▶ _AIM_: Omit every picture, then give all the entries again exactly.

[Start SUPPLIED MATERIAL]

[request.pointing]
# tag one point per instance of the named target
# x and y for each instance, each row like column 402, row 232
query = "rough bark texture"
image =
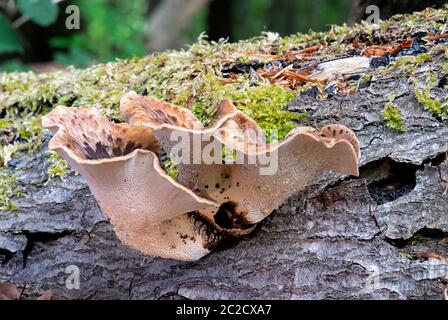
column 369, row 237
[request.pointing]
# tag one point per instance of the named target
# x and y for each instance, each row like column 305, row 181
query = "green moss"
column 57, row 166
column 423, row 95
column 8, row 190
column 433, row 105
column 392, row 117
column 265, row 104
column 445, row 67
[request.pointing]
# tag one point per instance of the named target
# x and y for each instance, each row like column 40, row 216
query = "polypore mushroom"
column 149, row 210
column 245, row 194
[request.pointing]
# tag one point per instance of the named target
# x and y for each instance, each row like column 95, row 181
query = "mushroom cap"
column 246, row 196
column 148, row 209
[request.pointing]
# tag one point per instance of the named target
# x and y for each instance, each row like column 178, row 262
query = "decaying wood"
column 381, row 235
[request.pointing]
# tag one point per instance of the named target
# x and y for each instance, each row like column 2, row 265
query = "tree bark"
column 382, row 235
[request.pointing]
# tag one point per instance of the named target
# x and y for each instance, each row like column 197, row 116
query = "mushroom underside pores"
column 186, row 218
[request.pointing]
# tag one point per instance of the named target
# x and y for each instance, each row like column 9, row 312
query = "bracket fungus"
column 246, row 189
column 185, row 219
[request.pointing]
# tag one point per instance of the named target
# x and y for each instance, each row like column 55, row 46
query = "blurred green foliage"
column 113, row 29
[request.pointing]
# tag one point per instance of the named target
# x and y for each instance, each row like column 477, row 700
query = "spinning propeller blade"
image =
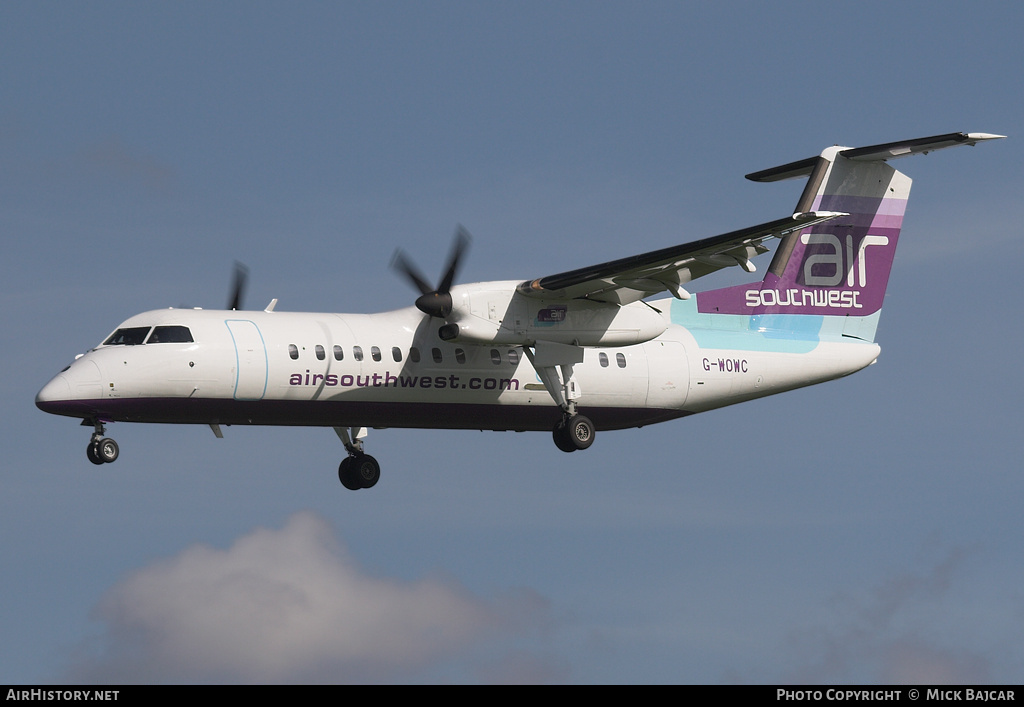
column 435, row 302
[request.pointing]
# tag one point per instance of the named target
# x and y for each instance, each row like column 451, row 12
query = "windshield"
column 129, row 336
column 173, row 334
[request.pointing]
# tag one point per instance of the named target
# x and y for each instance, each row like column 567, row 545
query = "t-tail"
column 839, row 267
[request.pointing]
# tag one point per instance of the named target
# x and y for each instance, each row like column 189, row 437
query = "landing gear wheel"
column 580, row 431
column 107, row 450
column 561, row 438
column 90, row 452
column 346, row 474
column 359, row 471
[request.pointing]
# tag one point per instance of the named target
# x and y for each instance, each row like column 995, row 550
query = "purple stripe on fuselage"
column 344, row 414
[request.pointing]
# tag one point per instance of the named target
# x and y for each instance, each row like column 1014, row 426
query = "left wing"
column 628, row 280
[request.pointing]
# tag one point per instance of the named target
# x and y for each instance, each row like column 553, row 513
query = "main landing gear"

[End SUPPLIED MATERIAL]

▶ _RIGHT ANSWER_:
[request.pointing]
# tag one point per instance of the named target
# x and y for each instance, each row like column 402, row 232
query = "rough bark texture"
image =
column 369, row 237
[request.pointing]
# tag one point per instance of the named target
# x and y for each instance, each row like column 305, row 181
query = "green moss"
column 57, row 166
column 423, row 95
column 8, row 190
column 433, row 105
column 392, row 117
column 265, row 104
column 445, row 67
[request.pointing]
# tag one point per instance of the named target
# x and y for each instance, each row like column 40, row 216
query = "polypore mushroom"
column 149, row 210
column 245, row 194
[request.pointing]
# tag one point per instance of the named target
# x and y for each instance, each row like column 95, row 181
query = "mushroom cap"
column 246, row 196
column 148, row 209
[request.pointing]
# tag one point per instance of the named target
# x and y for each instance, each row like column 178, row 262
query = "decaying wood"
column 381, row 235
[request.pointing]
# tag one point per instance of the named target
# x and y for each instance, each row like column 2, row 265
query = "tree bark"
column 382, row 235
[request.pointing]
# tag one point per instance of the named target
# x and y for each instance, each row like column 197, row 116
query = "mushroom underside pores"
column 186, row 218
[request.pointing]
# tag one point per instance of the named target
# x and y for each instance, each row like column 9, row 312
query = "bracket fungus"
column 246, row 189
column 185, row 219
[request.pointing]
# tag one point per instance of the named target
# x and y for each instance, each row like column 55, row 46
query = "blurred green foliage"
column 113, row 29
[request.pointing]
# tag one point per instance of the named target
# x and y for each instance, each row like column 477, row 700
query = "spinning propeller blade"
image =
column 435, row 302
[request.pointing]
# tag one point per instance of the named target
# x and y for each instance, each row like column 451, row 12
query = "windshield"
column 129, row 336
column 173, row 334
[request.pointing]
# tag one point per instance of the named target
# x and y for each instance, each row like column 567, row 545
query = "t-tail"
column 839, row 267
[request.pointing]
# tag one point per instance of the named target
# x and y for each instance, each row like column 189, row 437
query = "landing gear wheel"
column 580, row 431
column 107, row 450
column 561, row 438
column 90, row 452
column 346, row 474
column 359, row 471
[request.pointing]
# tag one point per instance of the named target
# x and y for each instance, each row like column 995, row 550
query = "purple stripe on fuselage"
column 344, row 414
[request.pointing]
# tag one point per instance of the named target
# x and y for each instance, each row like column 1014, row 426
query = "left wing"
column 628, row 280
[request.pointing]
# tag one point per instance of the named target
# x and y for each instance, each row like column 553, row 513
query = "main landing gear"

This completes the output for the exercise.